**THE TASK**
Return every line of the records below word for word, leaving out the pictures.

**AVAILABLE RECORDS**
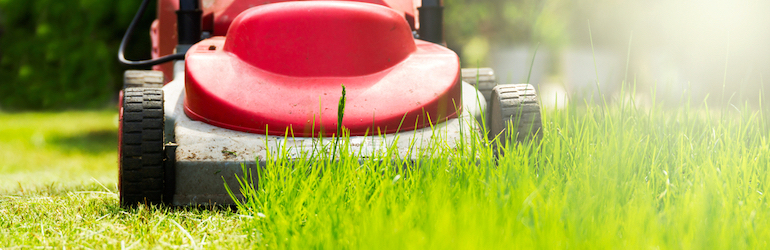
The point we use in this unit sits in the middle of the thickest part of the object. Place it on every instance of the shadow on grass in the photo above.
(91, 142)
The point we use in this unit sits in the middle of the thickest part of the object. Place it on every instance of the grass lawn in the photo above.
(602, 177)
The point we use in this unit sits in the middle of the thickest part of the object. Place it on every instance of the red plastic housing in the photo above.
(281, 67)
(218, 14)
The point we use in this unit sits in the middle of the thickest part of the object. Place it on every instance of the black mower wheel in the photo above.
(514, 107)
(141, 170)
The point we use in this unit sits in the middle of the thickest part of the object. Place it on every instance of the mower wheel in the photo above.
(514, 113)
(141, 170)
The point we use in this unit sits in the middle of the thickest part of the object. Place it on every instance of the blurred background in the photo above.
(61, 54)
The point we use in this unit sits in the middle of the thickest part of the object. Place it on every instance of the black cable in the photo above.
(127, 36)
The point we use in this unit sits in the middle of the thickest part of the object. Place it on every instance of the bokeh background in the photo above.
(60, 54)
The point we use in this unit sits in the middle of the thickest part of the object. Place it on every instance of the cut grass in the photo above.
(601, 177)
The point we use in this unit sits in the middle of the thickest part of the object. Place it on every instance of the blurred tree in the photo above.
(473, 26)
(62, 53)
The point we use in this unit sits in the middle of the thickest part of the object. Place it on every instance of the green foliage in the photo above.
(471, 25)
(610, 177)
(62, 53)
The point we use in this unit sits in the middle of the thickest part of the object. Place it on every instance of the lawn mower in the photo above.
(235, 80)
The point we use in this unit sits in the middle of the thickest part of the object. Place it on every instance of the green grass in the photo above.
(612, 177)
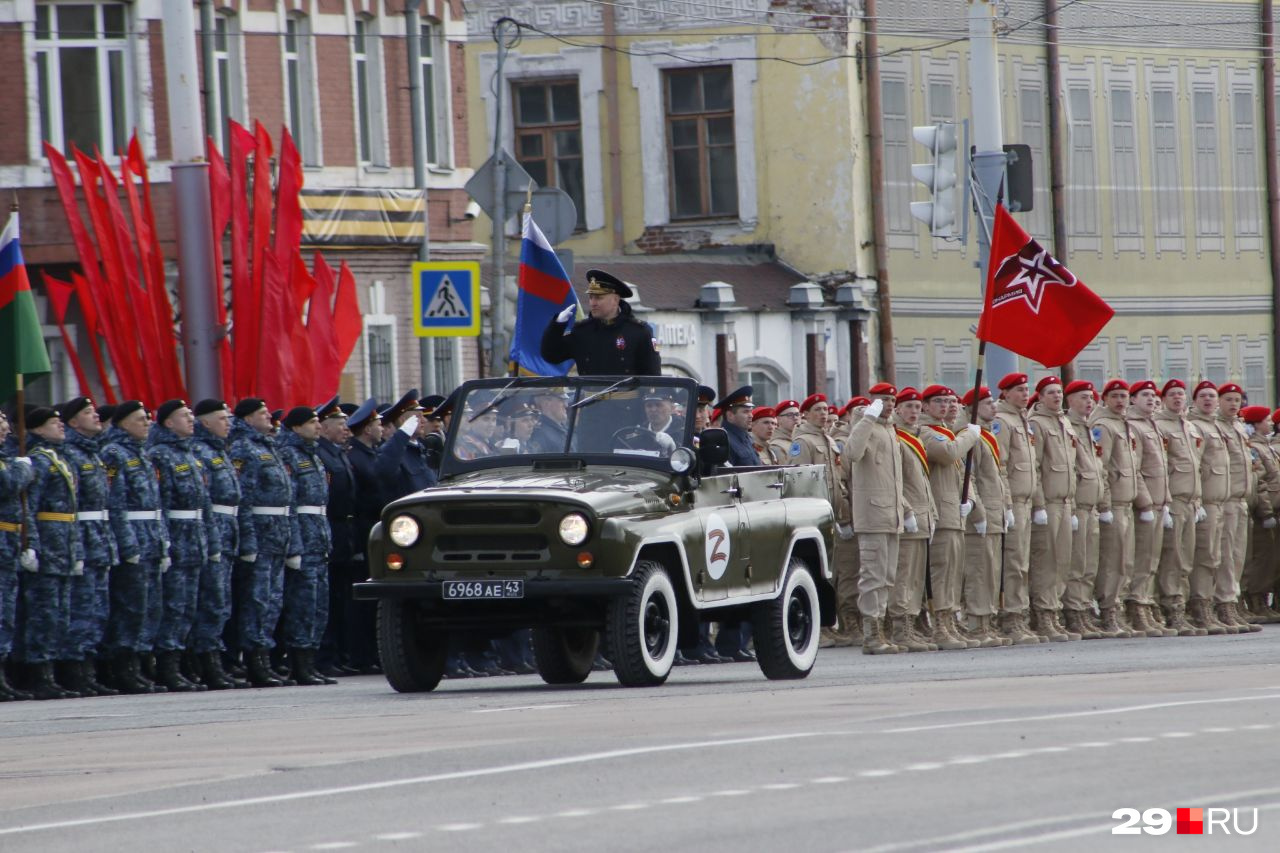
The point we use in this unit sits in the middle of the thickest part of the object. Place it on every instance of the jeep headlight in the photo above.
(403, 530)
(574, 529)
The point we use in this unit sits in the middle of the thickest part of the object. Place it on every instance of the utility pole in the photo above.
(990, 159)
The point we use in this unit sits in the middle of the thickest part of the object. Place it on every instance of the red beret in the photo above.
(1202, 386)
(1013, 379)
(812, 400)
(908, 395)
(1115, 384)
(1255, 414)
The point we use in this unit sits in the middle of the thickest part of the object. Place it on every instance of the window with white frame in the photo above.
(83, 74)
(300, 89)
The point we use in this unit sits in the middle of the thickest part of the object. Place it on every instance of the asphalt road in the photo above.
(1014, 748)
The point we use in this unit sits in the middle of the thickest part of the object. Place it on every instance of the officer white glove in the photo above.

**OUTPUT FOR THIS EXERCISE**
The point we use in this unit sits in the middle of the thickest part of the object. Place it on every instance of the shadow on grass in the photo above.
(91, 142)
The point we use in this unit sits in the middle of the thickest part of the object. Place it on every instance of the grass lawn in the photo above.
(602, 177)
The point we use in this unit sits in the middle of the thickest part of the object. Place it on every instance of the red plastic housing in the photo above.
(281, 67)
(218, 14)
The point we use in this unit sits in the middle of the thickest part of the object. Place it on every instance of the black mower wheel in the photo above.
(514, 107)
(141, 170)
The point we use in this unit sits in the middle of the thickest part of the object. Place it on every instance of the mower wheel in the photo above.
(514, 113)
(141, 170)
The point we use in this unit sits in the middle of the thickest part of the object. Place it on every instance of the blurred background in the photo above.
(61, 54)
The point we use in this unit sits in the middle of the thickest part of the object. Place it on every instance of the black cable in the photo above.
(127, 36)
The point we use in this unit sits in the middle of the thickest part of the object. Place it on every instance of the bokeh background in the photo above.
(60, 54)
The point we use in this unit sits in the middle of the thickest part of the object. Place it on every instance of the cut grass in the photo above.
(601, 177)
The point we use in this unit sits in the middle of the thickest part of the object. Place it on every instance of the blurred tree in the photo above.
(473, 26)
(62, 53)
The point we use in this unit sits in the middle of the thickest part of the object. Place it on every instance of the green foliage in the photo above.
(471, 25)
(610, 177)
(62, 53)
The point we use in this unit sits in the middle of the thickest part of the object. Place it on every instance of the lawn mower in the photo above.
(235, 80)
The point we use in this unit sits in the middle of the thickest part of the object. Place it on every instance of the green grass in the photo above.
(612, 177)
The point we use in this unit sits in the middle of the thickest part of the object. Place it on every instance of the jeep headlight in the photo above.
(403, 530)
(574, 529)
The point we use in this unit sits in the middle of the thickest part of the object. Place it on every instance of the utility pole in the photo above.
(990, 159)
The point we use in this unit sits in the middle of the thickest part of the object. Place it on every instance of the red beret in the photo above.
(1202, 386)
(1013, 379)
(812, 400)
(908, 395)
(1115, 384)
(1255, 414)
The point we use in this unit sits in the middle of the thickest part of the object. Place it on every instance of the window with white frame in the photo above.
(83, 74)
(300, 89)
The point we use in this unit sits in the middle of the thickest part of the object. Place it on every instance of the asphalt road in the photo above.
(1014, 748)
The point we use in this unit sits in the middle of the thickest part of the object. Place it on every instance of the officer white glove in the photo above.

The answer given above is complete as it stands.